> [Text block]:
|---|

Space Shuttle Endeavour Takes Final Journey

On Thursday, Space Shuttle Endeavour will embark on its very last journey. After an amazing twenty years in space, Endeavour is headed toward its final home on earth.


Space Shuttle Endeavor being detached from the Boeing 747 carrier jet it hitched a final ride on. (Click image for a larger view.)

Space Shuttle Endeavour flew 25 missions, including 12 missions to help construct and outfit the International Space Station. But now the traveling days of this “frequent flyer” are over. The space shuttle is now earthbound.

Endeavour’s “Victory Lap”
The fifth and final NASA space shuttle built as a replacement for Challenger (which was destroyed 73 seconds after launch on January 28, 1986), Space Shuttle Endeavour first flew way back in May 1992, as part of the STS-49 mission.


The Los Angeles Times 360 degree view of the shuttle Endeavour: bringing you the shuttle up close and personal.

The craft remained in service through its last trip into space, during the STS-134 mission of May 2011. The final landing of Endeavour also marks the end of America’s space shuttle program. With the last outfitting of the International Space Station (a permanently staffed floating space laboratory located 250 miles above Earth) completed, the shuttle program was seen as no longer being essential and NASA retired the shuttle fleet.

Space Shuttle Endeavour made a slow journey from its previous home in Florida to its final location in California. Ironically, Endeavour was constructed in California (following the Challenger tragedy) and its trip home on the back of a specially built 747 was a nostalgic one for Californians.

|---|

> [Material supplied]:
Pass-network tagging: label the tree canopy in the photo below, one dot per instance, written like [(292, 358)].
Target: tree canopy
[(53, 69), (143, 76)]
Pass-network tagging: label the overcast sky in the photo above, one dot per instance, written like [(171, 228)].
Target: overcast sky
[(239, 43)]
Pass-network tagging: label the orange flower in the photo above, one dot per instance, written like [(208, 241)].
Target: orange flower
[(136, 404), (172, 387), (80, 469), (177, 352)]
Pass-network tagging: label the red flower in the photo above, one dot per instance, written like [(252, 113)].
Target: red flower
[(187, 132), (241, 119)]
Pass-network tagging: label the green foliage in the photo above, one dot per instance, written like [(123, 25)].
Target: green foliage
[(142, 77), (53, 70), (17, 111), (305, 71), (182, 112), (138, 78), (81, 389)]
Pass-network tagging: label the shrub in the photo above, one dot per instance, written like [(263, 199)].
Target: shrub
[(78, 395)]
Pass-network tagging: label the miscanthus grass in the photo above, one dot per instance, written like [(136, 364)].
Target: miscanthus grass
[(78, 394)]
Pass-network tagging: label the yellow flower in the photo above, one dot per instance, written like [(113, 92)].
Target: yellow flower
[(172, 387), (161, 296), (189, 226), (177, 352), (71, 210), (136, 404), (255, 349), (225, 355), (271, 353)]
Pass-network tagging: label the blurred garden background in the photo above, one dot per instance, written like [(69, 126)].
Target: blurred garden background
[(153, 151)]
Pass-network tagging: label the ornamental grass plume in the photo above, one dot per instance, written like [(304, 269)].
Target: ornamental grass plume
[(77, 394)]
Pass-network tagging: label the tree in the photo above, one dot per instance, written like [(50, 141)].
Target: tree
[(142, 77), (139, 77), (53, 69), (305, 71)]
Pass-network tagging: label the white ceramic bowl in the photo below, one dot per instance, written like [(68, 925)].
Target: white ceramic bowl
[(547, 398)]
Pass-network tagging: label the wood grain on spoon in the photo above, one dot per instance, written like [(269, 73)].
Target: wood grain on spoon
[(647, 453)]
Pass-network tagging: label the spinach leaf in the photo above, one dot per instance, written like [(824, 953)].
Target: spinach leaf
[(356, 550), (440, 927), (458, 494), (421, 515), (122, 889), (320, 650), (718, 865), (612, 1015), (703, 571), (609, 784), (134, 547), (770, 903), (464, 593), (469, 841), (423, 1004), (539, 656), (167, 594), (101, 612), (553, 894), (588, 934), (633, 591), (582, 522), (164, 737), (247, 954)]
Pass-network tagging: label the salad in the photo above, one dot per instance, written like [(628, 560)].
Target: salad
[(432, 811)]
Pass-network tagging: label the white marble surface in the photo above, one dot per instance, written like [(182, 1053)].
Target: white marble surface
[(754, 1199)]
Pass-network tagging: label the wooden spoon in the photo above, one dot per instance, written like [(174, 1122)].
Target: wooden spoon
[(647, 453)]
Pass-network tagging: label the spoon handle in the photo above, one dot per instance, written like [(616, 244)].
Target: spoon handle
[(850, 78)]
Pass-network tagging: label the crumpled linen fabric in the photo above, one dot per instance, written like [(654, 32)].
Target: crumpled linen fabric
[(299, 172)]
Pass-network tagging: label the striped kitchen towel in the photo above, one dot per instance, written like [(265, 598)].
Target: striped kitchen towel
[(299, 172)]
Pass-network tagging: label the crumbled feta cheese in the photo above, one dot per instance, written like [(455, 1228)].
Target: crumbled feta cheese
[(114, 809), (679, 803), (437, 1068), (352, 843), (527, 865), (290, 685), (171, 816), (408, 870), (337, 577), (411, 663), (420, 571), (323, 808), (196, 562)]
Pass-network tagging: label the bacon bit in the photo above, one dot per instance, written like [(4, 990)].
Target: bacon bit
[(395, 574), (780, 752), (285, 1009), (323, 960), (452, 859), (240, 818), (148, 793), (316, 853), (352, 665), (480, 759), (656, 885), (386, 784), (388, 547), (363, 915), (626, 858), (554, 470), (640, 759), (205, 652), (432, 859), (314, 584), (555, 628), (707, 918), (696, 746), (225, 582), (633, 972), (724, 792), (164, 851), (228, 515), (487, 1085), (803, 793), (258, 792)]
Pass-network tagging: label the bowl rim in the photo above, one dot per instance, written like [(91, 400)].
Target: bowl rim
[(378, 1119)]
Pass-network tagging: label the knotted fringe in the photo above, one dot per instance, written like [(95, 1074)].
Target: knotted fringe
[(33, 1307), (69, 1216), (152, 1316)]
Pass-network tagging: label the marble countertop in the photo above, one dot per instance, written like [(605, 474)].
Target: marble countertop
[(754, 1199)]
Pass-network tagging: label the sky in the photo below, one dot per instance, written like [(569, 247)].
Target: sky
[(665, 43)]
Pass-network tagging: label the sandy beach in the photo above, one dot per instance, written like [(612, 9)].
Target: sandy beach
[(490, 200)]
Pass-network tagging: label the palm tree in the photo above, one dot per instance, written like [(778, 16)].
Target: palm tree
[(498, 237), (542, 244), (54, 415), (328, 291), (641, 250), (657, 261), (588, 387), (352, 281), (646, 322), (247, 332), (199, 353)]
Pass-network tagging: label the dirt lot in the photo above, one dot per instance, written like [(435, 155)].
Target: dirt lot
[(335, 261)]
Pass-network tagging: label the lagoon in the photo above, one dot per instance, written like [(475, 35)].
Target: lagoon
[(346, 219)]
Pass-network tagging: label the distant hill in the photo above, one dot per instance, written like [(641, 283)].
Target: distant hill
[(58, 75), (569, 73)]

|---|

> [Directives]:
1 - For the text about Space Shuttle Endeavour's final journey, decide whether each statement agrees with it: (a) Endeavour flew 25 missions, 12 of them to help build and outfit the International Space Station; (b) Endeavour was built in Florida; (c) Endeavour first flew in May 1992 on the STS-49 mission. For each, answer yes or no and quote the words of the text that decide it.
2 - Continue the text about Space Shuttle Endeavour's final journey from its last sentence.

> [Responses by task]:
1 -
(a) Yes: "Space Shuttle Endeavour flew 25 missions, including 12 missions to help construct and outfit the International Space Station."
(b) No: "Ironically, Endeavour was constructed in California (following the Challenger tragedy)"
(c) Yes: "Space Shuttle Endeavour first flew way back in May 1992, as part of the STS-49 mission."

2 -
Grounded in Los Angeles 
The process of getting Endeavour to its final resting place at the California Science Center was a challenging one. It all started when the space shuttle was flown piggy-back style on a NASA Boeing 747 aircraft from Florida’s Kennedy Space Center to Los Angeles International Airport. It took landing crews 12 hours to detach the Endeavour from the 747 that had carried it on its last flight.

Once safely on the ground, those crews used giant cranes to raise the aircraft enough to be maneuvered into a special hangar at the airport.


Los Angeles locals will experience the worst traffic jam since Carmageddon when the Endeavour rolls through town.

Endeavour is perched atop a special transporter vehicle designed to safely haul the 78-ton aircraft through the streets of Los Angeles. When it eventually find its new home at the Science Center’s Samuel Oschin Display Pavilion, Endeavour will take up residence as the most famous exhibit there. It will go on public display on Oct. 30, when the Endeavour exhibit opens to the public.

Shuttle Stats:

  • Endeavour racked up nearly 123 million miles (198 million km) of space travel during 4,671 flights.
  • Endeavour made some twenty low-altitude fly-bys over noted California landmarks like San Francisco and Disneyland on its last flight.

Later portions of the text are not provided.